#### Selected text:

Recently, FHWA has developed a PHT analysis tool for HERS and NAPCOM purposes that uses HPMS data. (28) Models based on use of the default level 3 MEPDG inputs along with the HPMS data are used to predict changes in the multiple pavement condition measures adjusted for current observed levels. In this application, pavement health is defined as the time in age or load applications from initial construction or reconstruction to the first major rehabilitation as warranted by pavement ride and structural conditions. The following distress prediction models are included in the tool:
The following examples highlight contemporary RSL models developed within the pavement engineering community:
George developed a graphical procedure to determine RSL based on the effective thickness ratio derived from nondestructive deflection testing.(29)
Mamlouk et al. computed RSL based on a fatigue model (considering the rate of crack development in Arizona) in conjunction with the backcalculated moduli.(30)
Huang used two general mathematical distress models to determine the remaining life of flexible pavements.(31)
Park and Kim and Werkmeister and Alabaster developed RSL models based on FWD measurements.(32,33)
Santha et al. developed a simple, mechanistic rut-depth prediction model that, when used with estimated current traffic, yields the RSL.(34)
Ferregut et al. and Abdallah et al. applied artificial neural network techniques to develop algorithms that combine the functional condition of a pavement (i.e., percent cracking and depth of rut) at the time of FWD testing with simple remaining life algorithms to predict the remaining life of pavements.(35,36)
Zaghloul and Elfino used backcalculated layer moduli and expected traffic volumes to estimate the RSL of homogeneous sections.(37)
Many of the approaches discussed have great potential to be used at the project level. Due to the mechanistic approach of most of these contemporary models, they also have potential to be used for public-private partnership-type projects as the results are scientifically based and are likely defensible from both the agency and concessionaire perspectives. Used with a cost estimating model, these methods could be used to determine the remaining value of a given project.

#### Data provided:
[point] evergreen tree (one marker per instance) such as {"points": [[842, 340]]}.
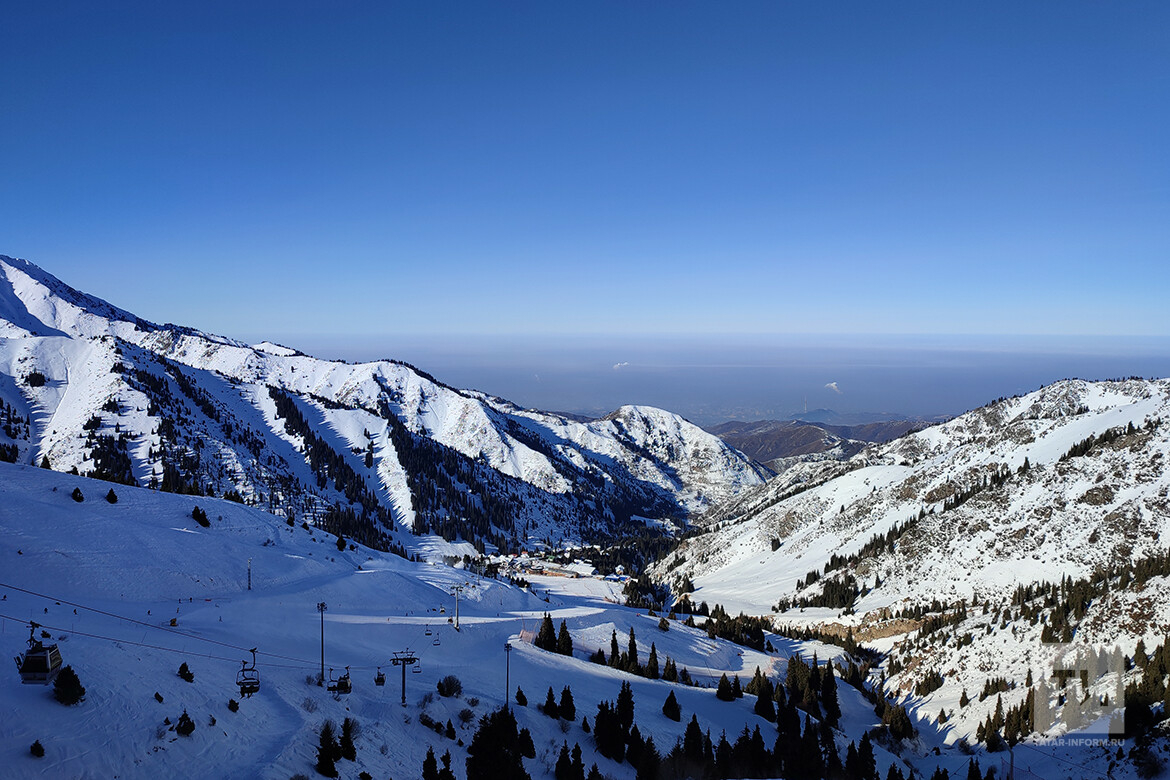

#### Objectives:
1 - Translate this sentence from the text on pavement remaining service life into Spanish: "Huang used two general mathematical distress models to determine the remaining life of flexible pavements."
2 - Carry on the text on pavement remaining service life from the point at which it ends.
The accompanying material is not required for this work.

#### Answers for this exercise:
1 - Huang utilizó dos modelos matemáticos generales de deterioro para determinar la vida remanente de los pavimentos flexibles.

2 -
Many mechanistic approaches rely on determining the structural response of a pavement from the various devices that measure the deflection of a pavement surface under various types of applied loads. The Long-Term Pavement Performance (LTPP) program has shown that deflection measurements possess seasonal variability in the measured responses that can introduce uncertainty if corrections are not made for these effects. By definition, preservation treatments do not add structural strength to the pavement section. As a result, deflection measurements do not account for the increase in service life provided by preventative treatments.
NCHRP Project 08-71, Methodology for Estimating Life Expectancies of Highway Assets, began in July 2009.(39) The objectives of this research were to develop a methodology for determining the life expectancies of major types of highway system assets for use in LCCA supporting management decisionmaking; demonstrate the methodology's use for at least three asset classes, including pavement or bridges and two others, such as culverts, signs, or signals; and develop a guidebook and resources for use by State transportation departments and others for applying the methodology to develop highway maintenance and preservation programs and assess the impact of such programs on system performance.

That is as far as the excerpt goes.